[Excerpts from a point labeling dataset]

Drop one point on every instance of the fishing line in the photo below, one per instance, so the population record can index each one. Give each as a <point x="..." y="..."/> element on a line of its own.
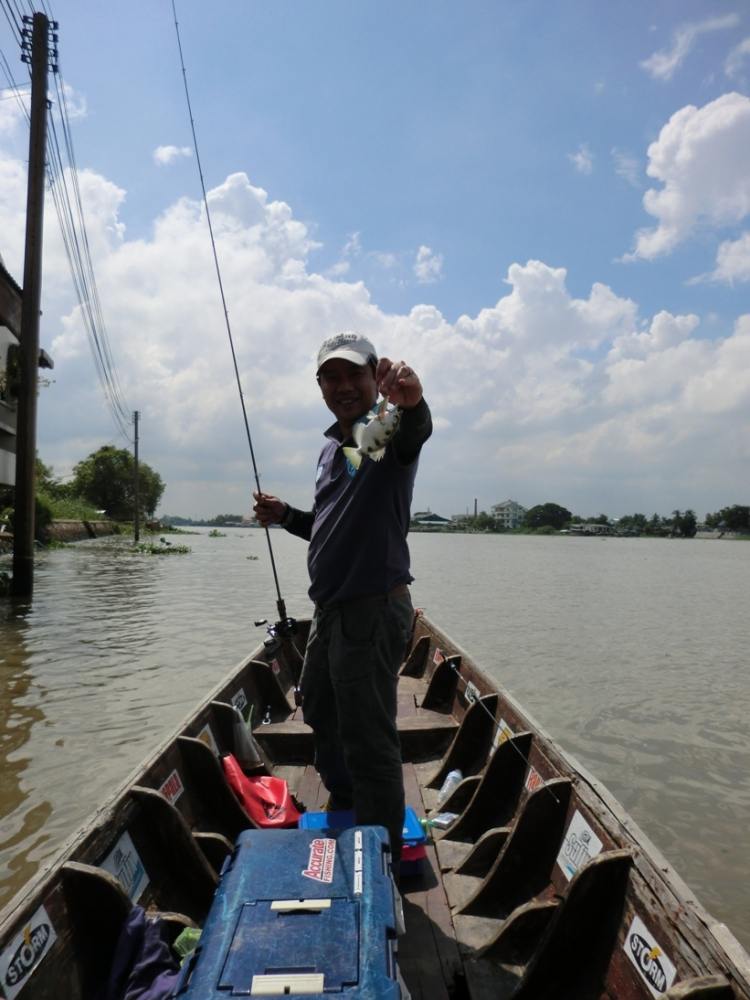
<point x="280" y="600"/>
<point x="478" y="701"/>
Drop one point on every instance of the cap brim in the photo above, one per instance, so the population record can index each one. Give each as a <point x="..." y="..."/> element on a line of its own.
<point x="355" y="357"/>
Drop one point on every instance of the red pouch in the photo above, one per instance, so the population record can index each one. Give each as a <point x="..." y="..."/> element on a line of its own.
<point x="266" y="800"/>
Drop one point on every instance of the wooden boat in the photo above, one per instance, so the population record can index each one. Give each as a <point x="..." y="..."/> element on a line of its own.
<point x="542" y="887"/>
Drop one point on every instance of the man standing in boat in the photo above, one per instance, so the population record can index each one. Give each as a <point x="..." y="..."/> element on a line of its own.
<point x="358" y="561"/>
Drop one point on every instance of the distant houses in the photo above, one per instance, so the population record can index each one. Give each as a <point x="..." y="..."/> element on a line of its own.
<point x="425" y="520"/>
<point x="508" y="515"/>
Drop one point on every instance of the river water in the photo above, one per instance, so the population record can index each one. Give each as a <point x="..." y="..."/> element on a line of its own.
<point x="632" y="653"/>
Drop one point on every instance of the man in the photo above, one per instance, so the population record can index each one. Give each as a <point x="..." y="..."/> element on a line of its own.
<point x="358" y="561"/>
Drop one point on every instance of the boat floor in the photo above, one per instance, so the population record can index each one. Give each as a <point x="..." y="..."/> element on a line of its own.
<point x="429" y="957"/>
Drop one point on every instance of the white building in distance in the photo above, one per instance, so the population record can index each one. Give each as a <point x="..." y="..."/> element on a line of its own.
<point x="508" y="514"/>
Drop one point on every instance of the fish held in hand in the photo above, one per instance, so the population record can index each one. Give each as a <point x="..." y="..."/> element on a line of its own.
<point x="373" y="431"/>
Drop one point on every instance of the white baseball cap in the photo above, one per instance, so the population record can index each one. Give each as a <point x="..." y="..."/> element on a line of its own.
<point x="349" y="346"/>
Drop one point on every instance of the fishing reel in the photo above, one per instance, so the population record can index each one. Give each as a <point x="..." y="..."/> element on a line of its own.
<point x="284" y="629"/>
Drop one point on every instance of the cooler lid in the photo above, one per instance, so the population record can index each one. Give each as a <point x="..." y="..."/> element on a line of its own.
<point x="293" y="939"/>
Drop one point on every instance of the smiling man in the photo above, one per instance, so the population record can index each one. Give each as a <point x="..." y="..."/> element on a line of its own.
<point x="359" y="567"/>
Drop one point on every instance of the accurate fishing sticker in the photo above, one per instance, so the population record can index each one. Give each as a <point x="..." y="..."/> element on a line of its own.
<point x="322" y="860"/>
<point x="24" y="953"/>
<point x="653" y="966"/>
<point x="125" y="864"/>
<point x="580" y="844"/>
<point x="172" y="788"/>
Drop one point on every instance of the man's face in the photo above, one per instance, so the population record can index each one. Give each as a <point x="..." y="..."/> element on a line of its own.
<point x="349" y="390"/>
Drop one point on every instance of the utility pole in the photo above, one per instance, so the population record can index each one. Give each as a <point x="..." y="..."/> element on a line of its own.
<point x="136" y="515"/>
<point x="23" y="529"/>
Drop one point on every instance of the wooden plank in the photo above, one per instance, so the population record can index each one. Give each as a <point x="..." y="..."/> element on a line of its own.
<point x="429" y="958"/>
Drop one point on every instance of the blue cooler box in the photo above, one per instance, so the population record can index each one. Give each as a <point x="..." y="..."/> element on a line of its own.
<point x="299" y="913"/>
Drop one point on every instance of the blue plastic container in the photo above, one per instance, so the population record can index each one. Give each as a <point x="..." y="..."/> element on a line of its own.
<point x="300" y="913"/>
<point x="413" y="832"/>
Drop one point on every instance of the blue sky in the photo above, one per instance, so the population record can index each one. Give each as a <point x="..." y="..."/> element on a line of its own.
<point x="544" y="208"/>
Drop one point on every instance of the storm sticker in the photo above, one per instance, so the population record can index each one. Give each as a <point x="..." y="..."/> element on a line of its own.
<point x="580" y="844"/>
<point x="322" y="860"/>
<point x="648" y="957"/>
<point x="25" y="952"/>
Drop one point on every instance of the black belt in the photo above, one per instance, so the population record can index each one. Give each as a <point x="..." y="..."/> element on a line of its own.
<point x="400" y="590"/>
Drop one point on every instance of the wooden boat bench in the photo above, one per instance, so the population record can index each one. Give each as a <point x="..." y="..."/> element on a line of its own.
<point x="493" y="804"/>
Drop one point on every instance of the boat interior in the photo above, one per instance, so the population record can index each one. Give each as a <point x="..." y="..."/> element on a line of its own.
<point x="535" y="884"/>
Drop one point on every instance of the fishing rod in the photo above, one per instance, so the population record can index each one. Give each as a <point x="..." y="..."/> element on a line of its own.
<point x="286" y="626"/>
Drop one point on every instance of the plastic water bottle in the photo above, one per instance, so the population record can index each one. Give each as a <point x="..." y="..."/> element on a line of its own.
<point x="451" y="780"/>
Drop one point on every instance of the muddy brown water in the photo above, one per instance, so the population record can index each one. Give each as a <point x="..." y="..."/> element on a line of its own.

• EXERCISE REQUIREMENTS: Present every line of the listing above as a numbered list, omitting blank lines. Leave the pictures out of the answer.

• TASK RESULT:
1. Drop one point on every instance of the fishing line in the photo below, one per instance, so the population record can index each one. Give each as a <point x="..." y="..."/> element on a line of its own.
2. <point x="280" y="600"/>
3. <point x="478" y="701"/>
4. Drop one point on every instance of the cap brim in the photo above, one per instance, so the population record can index each one. Give each as a <point x="..." y="..."/> element on a line of its own.
5. <point x="355" y="357"/>
6. Drop one point on every instance of the red pouch in the photo above, one per instance, so the population record can index each one. Give each as a <point x="..." y="..."/> element on a line of its own.
7. <point x="266" y="800"/>
8. Drop one point on every instance of the wooden boat in the photo above, one per instance, so the population record can index each one. Give each as a <point x="..." y="..."/> element on a line of its own.
9. <point x="542" y="887"/>
10. Drop one point on every instance of the man standing in boat in the photo above, one per instance, so the population record can index each one. Give each as a <point x="..." y="..."/> element on a line of its own.
11. <point x="358" y="561"/>
12. Drop one point on every instance of the distant houses in the photo above, one per instance, so the population record can index each one. Give each as a <point x="..." y="..."/> element on a line of its own.
13. <point x="425" y="520"/>
14. <point x="508" y="515"/>
15. Drop one point on every instance of the river water in the photo above, one per instance, so the population record can index each one. Give each as a <point x="..." y="..."/> element on a line of its own.
16. <point x="632" y="653"/>
17. Drop one point on every instance of the man in the photo above, one per instance, so the population record can index each one. Give each as a <point x="..." y="..."/> element on a line of its own.
18. <point x="358" y="561"/>
19. Drop one point on every instance of the boat floor in the photo above, one per instance, so the population record can index each one. Give each as a <point x="..." y="..."/> element on a line of its own.
20. <point x="429" y="957"/>
21. Drop one point on every instance of the white building in distance in the photo above, one per instance, so the population record can index each one. Give each as a <point x="..." y="..."/> element on a line of its own.
22. <point x="508" y="514"/>
23. Drop one point on every instance of the fish held in hand in the photo above, one per instance, so the population record can index each one. Give each as a <point x="..." y="..."/> element on a line of its own.
24. <point x="373" y="431"/>
25. Drop one point on every instance of the white baseball cap in the photo above, one per instance, so the population record can index each one. Give each as a <point x="..." y="..."/> element on a line of its own.
26. <point x="349" y="346"/>
27. Drop one point on every instance of the fishing reel in the photo above, one per instance, so the population record can index each one. Give each as a <point x="..." y="..."/> element on a line of its own.
28. <point x="284" y="629"/>
29. Drop one point on every instance of the cooler lid in the photo above, one per instance, so the population record can index each one. Give each as a <point x="..." y="..."/> element on a line of its own.
30. <point x="293" y="939"/>
31. Drop one point on every instance of the smiling man in the photo above, one per instance, so the population record can index each one. Give each as a <point x="..." y="..."/> element on a line of its own.
32. <point x="359" y="567"/>
33. Drop one point on every instance of the accurate fishing sticker in the photo above, one per instance, so the population record can index each one. Give each as a <point x="..." y="..."/> element on a line of its own.
34. <point x="322" y="860"/>
35. <point x="24" y="953"/>
36. <point x="653" y="966"/>
37. <point x="125" y="864"/>
38. <point x="580" y="844"/>
39. <point x="172" y="788"/>
40. Drop one point on every instance of the man's face in the photo above, one per instance, so the population record can index each one. Give each as a <point x="..." y="..."/> element on a line of its own.
41. <point x="349" y="390"/>
42. Drop one point on every instance of the utility pole in the photo above, one per instance, so the population record can index each one. Give each as a <point x="..." y="..."/> element on a line of its own.
43. <point x="136" y="515"/>
44. <point x="23" y="529"/>
45. Drop one point on every instance of the wooden plank in the photo above, one per instance, so the population record can index each one. Give each as a <point x="..." y="..."/> element on a line of its own.
46. <point x="429" y="958"/>
47. Drop one point on every instance of the blue cooler box in the photo above, one per instance, so the population record can index each one. Give each as a <point x="..." y="..."/> element on a line of its own.
48. <point x="299" y="913"/>
49. Drop one point on every instance of the blue plastic container in the photo above, one per instance, so the population record can index each one. Give each as a <point x="..." y="..."/> element on a line of its own.
50. <point x="300" y="913"/>
51. <point x="413" y="832"/>
52. Drop one point on every instance of the blue sky in the photo above, one per instance, so the population record can index each one. Give each as a <point x="..." y="..."/> element on a line of its own.
53. <point x="544" y="208"/>
54. Drop one point on every instance of the storm sticker in the photo above, one per instance, so the population record can index each one. Give each as a <point x="..." y="..."/> element on a line of its own.
55. <point x="580" y="844"/>
56. <point x="322" y="860"/>
57. <point x="648" y="957"/>
58. <point x="25" y="952"/>
59. Drop one point on every instance of the black belt in the photo above, one per instance, so the population record can index each one. Give each as a <point x="..." y="..."/> element on a line of its own.
60. <point x="400" y="590"/>
61. Drop one point on every instance of the wooden boat bench in the photo above, one per instance, so the population record can index each one. Give each as a <point x="..." y="..."/> element on a line of its own.
62. <point x="493" y="804"/>
63. Drop one point on every instance of the boat interior in the photo above, one per instance, so the population record can index each one. Give each as a <point x="..." y="..."/> element on a line of its own.
64. <point x="535" y="884"/>
65. Drop one point on every instance of the fishing rod in the photo above, one per instance, so the population record can index each one. Give each as a <point x="..." y="..."/> element on a line of its own.
66. <point x="286" y="626"/>
67. Drop one point on every instance of the plastic water bottle in the photo above, one per instance, so the population record can index each one. Give each as a <point x="..." y="..."/> element on a line of its own.
68. <point x="451" y="780"/>
69. Drop one point on every instance of the muddy brown water in the photo above, one per instance, so the population record can index each one. Give each as a <point x="..." y="..."/> element on a line of its own.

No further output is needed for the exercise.